* _Problem details_: Count the lines below that contain the string "rose", treating uppercase and lowercase letters as different, and give only the resulting number.

* _Supplied data_:
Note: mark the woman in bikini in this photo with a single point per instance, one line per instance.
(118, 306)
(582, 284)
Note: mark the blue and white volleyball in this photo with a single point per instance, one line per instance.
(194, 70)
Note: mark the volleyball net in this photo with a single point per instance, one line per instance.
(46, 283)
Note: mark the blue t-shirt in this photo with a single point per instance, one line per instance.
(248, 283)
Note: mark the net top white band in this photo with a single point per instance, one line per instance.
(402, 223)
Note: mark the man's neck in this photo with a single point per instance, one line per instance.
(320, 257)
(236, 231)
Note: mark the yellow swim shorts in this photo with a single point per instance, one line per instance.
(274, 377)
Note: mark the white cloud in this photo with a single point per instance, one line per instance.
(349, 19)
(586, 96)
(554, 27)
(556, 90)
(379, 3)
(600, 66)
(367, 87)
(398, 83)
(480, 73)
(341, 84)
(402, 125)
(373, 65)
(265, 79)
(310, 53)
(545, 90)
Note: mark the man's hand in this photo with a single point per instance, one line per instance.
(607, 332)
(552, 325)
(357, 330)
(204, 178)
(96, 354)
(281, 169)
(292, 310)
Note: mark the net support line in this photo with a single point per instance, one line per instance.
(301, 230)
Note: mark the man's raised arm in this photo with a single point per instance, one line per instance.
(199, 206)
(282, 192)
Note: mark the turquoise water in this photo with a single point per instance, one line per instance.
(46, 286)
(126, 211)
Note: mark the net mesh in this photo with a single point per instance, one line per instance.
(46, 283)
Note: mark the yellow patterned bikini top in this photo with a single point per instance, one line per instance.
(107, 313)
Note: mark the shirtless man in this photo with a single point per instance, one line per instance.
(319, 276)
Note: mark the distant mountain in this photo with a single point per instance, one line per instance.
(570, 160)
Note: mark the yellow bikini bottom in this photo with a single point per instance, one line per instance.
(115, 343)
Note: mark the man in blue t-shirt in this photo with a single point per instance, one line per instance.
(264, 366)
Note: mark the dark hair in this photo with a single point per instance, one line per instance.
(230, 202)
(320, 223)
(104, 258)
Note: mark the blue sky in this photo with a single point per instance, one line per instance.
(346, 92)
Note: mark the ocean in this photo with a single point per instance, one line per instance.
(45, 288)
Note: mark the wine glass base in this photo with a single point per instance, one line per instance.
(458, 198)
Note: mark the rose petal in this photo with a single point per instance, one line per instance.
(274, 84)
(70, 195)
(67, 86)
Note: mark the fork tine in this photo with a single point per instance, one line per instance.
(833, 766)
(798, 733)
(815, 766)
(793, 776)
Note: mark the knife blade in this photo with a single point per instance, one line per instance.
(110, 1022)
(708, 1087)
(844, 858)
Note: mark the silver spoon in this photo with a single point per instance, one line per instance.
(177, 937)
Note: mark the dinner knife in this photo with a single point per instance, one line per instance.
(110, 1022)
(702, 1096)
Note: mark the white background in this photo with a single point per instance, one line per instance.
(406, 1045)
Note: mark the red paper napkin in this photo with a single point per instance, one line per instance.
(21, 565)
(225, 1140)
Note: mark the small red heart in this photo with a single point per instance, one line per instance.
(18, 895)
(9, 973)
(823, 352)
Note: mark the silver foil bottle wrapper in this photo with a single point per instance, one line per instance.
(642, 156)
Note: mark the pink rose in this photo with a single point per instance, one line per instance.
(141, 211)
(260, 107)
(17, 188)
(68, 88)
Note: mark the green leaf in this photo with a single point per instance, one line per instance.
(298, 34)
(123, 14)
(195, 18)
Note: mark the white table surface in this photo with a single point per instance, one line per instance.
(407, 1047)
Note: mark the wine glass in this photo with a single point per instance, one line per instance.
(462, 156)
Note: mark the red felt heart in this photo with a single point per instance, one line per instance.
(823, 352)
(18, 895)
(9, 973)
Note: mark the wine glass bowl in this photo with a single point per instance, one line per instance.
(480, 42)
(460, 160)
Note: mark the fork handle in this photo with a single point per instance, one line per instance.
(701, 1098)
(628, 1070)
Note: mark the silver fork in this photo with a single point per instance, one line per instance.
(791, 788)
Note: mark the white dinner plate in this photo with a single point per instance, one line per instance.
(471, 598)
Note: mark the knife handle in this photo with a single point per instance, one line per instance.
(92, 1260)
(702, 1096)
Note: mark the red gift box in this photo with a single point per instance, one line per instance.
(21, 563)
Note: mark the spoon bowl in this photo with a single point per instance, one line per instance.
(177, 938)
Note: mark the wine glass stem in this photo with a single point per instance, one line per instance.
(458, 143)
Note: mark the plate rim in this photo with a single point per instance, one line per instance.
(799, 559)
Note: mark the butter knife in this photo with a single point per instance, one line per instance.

---

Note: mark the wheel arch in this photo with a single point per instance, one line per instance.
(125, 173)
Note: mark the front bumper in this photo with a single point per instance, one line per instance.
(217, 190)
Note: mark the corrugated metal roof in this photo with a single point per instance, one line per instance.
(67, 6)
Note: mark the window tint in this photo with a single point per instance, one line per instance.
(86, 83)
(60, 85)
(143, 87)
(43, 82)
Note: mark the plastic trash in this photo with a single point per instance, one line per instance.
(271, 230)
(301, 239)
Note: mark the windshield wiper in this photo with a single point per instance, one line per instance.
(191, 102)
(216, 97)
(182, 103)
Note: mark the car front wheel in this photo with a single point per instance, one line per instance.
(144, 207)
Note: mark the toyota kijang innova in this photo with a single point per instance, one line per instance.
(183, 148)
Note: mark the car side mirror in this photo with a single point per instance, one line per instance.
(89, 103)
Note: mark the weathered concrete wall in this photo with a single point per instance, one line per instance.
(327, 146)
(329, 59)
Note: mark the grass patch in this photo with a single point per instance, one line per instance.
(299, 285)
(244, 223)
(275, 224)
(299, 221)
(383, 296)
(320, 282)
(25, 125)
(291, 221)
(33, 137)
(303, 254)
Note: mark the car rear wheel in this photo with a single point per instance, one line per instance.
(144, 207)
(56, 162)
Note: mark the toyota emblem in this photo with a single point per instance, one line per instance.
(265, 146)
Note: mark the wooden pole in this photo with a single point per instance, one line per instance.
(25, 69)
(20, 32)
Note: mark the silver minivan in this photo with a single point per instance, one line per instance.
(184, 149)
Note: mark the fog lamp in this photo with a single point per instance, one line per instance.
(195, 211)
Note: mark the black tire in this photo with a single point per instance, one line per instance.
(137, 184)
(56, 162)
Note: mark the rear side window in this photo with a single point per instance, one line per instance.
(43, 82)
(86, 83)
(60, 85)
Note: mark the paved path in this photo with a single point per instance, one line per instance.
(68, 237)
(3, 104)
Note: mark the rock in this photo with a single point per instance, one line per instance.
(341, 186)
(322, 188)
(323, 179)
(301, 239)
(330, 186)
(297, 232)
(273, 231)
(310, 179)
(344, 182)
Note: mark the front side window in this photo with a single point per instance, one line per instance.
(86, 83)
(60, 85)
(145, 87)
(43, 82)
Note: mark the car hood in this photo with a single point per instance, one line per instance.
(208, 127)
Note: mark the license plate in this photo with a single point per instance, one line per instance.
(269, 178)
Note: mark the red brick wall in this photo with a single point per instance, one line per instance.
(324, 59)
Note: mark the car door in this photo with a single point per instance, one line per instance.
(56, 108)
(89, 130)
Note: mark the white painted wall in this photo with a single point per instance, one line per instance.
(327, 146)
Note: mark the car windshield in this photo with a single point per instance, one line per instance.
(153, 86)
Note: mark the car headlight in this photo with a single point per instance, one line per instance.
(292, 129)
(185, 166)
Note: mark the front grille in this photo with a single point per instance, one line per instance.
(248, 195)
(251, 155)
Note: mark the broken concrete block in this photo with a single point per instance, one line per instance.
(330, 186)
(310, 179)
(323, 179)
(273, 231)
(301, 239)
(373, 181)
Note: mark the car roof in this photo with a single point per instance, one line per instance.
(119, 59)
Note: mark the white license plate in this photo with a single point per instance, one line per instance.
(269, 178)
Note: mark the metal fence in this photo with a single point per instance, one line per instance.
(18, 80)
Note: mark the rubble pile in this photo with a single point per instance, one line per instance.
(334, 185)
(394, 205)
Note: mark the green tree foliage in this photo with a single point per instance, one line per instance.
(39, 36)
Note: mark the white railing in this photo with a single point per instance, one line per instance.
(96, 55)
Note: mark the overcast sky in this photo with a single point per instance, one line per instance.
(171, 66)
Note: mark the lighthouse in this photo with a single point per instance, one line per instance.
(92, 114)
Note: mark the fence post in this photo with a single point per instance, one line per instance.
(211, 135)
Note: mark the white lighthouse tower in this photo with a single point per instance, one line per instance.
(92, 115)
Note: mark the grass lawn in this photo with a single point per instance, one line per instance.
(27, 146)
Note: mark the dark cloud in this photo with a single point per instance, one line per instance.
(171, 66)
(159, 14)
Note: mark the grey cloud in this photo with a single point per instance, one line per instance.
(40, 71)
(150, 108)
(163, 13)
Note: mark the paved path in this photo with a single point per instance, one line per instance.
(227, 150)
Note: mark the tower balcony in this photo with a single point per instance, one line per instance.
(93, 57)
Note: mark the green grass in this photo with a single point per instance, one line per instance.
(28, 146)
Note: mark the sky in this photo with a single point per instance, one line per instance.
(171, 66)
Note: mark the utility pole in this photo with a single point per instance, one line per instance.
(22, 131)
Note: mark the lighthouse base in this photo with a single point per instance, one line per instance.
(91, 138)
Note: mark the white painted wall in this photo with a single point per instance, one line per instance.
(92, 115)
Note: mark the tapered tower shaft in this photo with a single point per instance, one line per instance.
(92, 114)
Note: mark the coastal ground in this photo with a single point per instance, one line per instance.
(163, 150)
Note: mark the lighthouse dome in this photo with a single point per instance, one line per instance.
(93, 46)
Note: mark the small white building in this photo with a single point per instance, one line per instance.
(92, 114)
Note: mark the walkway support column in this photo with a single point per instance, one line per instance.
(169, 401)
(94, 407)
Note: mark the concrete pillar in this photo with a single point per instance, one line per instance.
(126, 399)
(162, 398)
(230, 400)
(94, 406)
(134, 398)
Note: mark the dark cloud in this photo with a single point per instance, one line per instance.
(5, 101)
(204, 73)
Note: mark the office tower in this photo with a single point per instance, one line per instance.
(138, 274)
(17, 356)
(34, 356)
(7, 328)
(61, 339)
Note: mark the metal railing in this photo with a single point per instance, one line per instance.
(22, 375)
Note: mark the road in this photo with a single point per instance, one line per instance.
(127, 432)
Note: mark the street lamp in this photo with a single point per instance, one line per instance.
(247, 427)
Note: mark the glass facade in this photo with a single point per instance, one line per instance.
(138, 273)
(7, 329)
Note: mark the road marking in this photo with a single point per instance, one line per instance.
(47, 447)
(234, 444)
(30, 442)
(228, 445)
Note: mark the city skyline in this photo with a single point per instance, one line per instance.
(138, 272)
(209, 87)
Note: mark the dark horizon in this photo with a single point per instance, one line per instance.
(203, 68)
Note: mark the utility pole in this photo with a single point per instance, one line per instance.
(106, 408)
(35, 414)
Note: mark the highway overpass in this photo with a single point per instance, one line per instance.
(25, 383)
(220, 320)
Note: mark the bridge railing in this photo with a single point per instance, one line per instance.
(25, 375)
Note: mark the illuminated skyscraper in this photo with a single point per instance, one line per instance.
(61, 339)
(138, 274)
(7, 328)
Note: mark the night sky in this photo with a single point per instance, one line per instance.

* _Result of the exercise_: 2